§ **Instructions to follow**
In your copy, leave out the pictures and repeat the entries below exactly.

Stored entries:
>>>

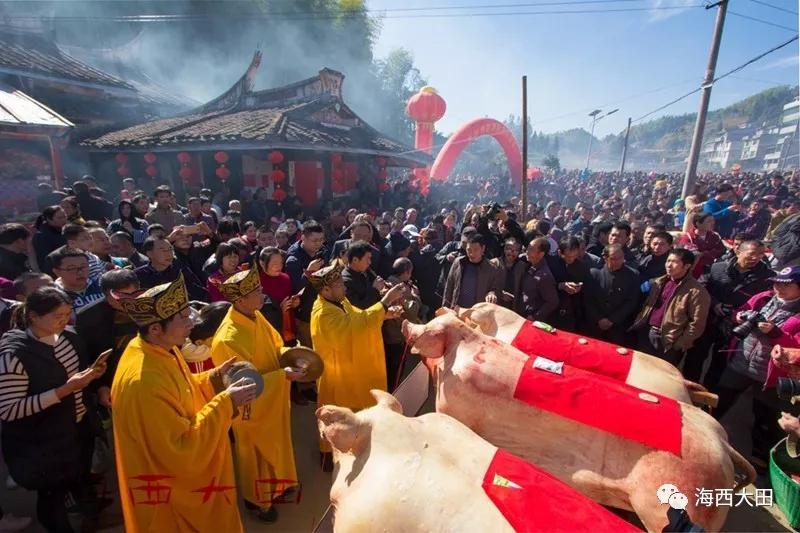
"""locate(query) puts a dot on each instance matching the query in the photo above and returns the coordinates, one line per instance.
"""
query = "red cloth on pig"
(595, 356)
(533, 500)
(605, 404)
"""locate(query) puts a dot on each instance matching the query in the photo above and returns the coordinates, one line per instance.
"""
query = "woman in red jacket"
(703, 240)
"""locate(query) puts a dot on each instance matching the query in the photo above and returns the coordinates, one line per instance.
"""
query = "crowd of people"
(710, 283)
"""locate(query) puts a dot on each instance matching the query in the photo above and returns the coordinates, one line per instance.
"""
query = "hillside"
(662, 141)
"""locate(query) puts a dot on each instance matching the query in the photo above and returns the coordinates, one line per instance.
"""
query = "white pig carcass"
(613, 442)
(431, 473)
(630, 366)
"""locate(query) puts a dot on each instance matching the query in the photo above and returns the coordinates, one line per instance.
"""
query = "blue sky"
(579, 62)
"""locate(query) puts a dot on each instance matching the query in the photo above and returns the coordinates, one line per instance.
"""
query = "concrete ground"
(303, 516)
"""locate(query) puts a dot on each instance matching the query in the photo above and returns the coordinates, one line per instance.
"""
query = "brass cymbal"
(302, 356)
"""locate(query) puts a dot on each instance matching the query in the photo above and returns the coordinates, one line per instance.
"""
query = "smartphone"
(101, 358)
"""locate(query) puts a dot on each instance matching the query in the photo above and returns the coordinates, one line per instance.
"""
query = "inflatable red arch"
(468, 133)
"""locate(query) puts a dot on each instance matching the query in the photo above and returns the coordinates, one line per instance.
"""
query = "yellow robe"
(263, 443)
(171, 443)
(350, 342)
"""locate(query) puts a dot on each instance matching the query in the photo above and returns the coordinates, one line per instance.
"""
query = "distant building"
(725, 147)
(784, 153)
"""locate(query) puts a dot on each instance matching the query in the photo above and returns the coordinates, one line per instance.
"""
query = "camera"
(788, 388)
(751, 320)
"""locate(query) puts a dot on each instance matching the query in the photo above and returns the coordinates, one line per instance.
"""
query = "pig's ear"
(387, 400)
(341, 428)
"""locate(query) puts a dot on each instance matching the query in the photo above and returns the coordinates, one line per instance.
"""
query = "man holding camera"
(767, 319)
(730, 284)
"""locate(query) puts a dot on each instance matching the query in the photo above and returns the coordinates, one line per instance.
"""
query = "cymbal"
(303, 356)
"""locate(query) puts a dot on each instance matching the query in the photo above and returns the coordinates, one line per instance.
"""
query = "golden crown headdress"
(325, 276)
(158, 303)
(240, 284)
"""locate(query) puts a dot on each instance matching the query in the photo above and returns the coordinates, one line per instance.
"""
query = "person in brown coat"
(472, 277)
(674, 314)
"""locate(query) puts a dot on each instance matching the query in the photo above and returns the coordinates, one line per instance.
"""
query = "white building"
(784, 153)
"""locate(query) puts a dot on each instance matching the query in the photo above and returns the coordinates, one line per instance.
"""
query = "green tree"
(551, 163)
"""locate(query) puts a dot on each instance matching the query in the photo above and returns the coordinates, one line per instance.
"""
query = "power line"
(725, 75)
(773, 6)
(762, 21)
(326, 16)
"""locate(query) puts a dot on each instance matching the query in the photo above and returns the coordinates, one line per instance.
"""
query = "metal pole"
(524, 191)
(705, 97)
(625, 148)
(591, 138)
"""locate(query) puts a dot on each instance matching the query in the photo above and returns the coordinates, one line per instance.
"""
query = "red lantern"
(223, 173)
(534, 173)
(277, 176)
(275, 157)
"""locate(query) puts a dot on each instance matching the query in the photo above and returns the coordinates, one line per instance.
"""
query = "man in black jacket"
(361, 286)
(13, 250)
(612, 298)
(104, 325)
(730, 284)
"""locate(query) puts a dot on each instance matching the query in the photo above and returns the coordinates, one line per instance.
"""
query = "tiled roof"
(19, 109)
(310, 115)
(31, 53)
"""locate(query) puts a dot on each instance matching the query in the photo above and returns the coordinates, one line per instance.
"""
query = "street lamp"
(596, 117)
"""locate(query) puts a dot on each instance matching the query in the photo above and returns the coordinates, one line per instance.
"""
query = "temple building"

<<<

§ **Final result**
"""locate(query) puts a dot on each instance matching the query in the photo above and returns the coordinates, one line per instance.
"""
query = "red cloth on pig"
(595, 356)
(533, 500)
(605, 404)
"""locate(query) puts a dot on each instance matching the query in the photo above and returns the coordinates, one line per instance.
"""
query = "woman in red jacket"
(703, 240)
"""locate(query) puts a dot on each instance matching the query in the photo above and returns the coordinates, one line per instance.
"""
query = "crowd of people"
(710, 283)
"""locate(query) puts a dot on each instance matching the query in the photo above and returns the coordinates, one line per instance.
"""
query = "hillside"
(662, 141)
"""locate(query) puts a dot on each instance matching the query in the photo above and returns the coordinates, one line per instance.
"""
query = "white pig carcass"
(613, 442)
(431, 473)
(630, 366)
"""locate(query) puts a dot on each instance matching the query in the photo above and returns the coordinates, one line per instance.
"""
query = "blue sky"
(579, 62)
"""locate(query) puts a dot on each instance matching the query in the photo above and returns the coordinates, one line per instance.
"""
query = "concrete ground"
(303, 516)
"""locate(query) puts a dot on each instance matching the query in the photo above and returns the coordinates, one line per instance.
"""
query = "brass cymbal"
(302, 356)
"""locate(query) puts a dot on each instance matching the query in the photo above and returns the coordinates, one line per instance.
"""
query = "smartphone"
(101, 358)
"""locate(query) puts a dot on each instance matching the query in the photo above and returns the coordinates, one line per instance.
"""
query = "inflatable red arch"
(468, 133)
"""locate(query) puts a dot on each instance matching the query in the photo above and returns the coordinates, one line per instance.
"""
query = "yellow robe"
(263, 443)
(171, 443)
(350, 342)
"""locate(query) puts a dot on each instance matching the query in the photo above and returns the coordinates, one line per instance.
"""
query = "distant building"
(725, 147)
(784, 153)
"""locate(query) puts a dot on each instance matching the query in the photo above and returns the coordinates, one line per instance.
"""
query = "camera"
(788, 388)
(751, 320)
"""locate(query) puts a dot on each instance matching the query in the photo above and returns the coordinates, one line per instance.
"""
query = "pig's ear"
(387, 400)
(341, 428)
"""locate(query) puts a dot on each instance matching the query in the photo above and returns the coordinates, one line per instance.
"""
query = "man holding camera"
(767, 319)
(730, 284)
"""locate(query) puts a dot on each instance matching the query in the photo above and returns the coordinates, one line per instance.
"""
query = "cymbal"
(303, 356)
"""locate(query) puts a dot on each instance matching the query in the photo above and returns the coordinates, one line per instance.
"""
query = "golden crown headdress"
(325, 276)
(158, 303)
(240, 284)
"""locate(query) puts a dot on each instance matching the query in the photo above and returns the coordinates, one line per instance.
"""
query = "person in brown coat"
(472, 277)
(674, 314)
"""locate(query) puts a dot on each instance matching the query in the photo above and returns the coordinates, one line per instance.
"""
query = "white building"
(784, 153)
"""locate(query) puts a dot on each instance matching the query in the photo above and returns the coordinates, one line per instance.
"""
query = "green tree"
(551, 163)
"""locate(query) puts a dot on each instance matching the query in the photo above and returns the coordinates, one line per instance.
"""
query = "power line"
(725, 75)
(773, 6)
(762, 21)
(326, 16)
"""locate(query) puts a dot on each instance matching the query in the photo above and returns the coordinates, one line per instance.
"""
query = "metal pole"
(524, 191)
(705, 97)
(625, 148)
(591, 138)
"""locate(query) puts a dot on each instance matching the query in the photo above and returns the coordinates, one line per instance.
"""
query = "red lantern"
(223, 173)
(534, 173)
(277, 176)
(275, 157)
"""locate(query) puts a dot on each instance matching the query in the photo above and returns the coordinates, one line per instance.
"""
query = "man in black jacket"
(361, 286)
(13, 250)
(612, 298)
(104, 325)
(730, 284)
"""locate(query) puts a dot on each instance matching the query in the photo above and returns the coordinates, one line per instance.
"""
query = "tiled roof"
(19, 109)
(310, 115)
(31, 53)
"""locate(query) puts a dot on each instance matching the query in the photo above and returns the coordinates, one line per instance.
"""
query = "street lamp"
(596, 117)
"""locate(query) puts a dot on each instance matching the query in the photo above and returns the coordinates, one line per instance.
"""
query = "temple building"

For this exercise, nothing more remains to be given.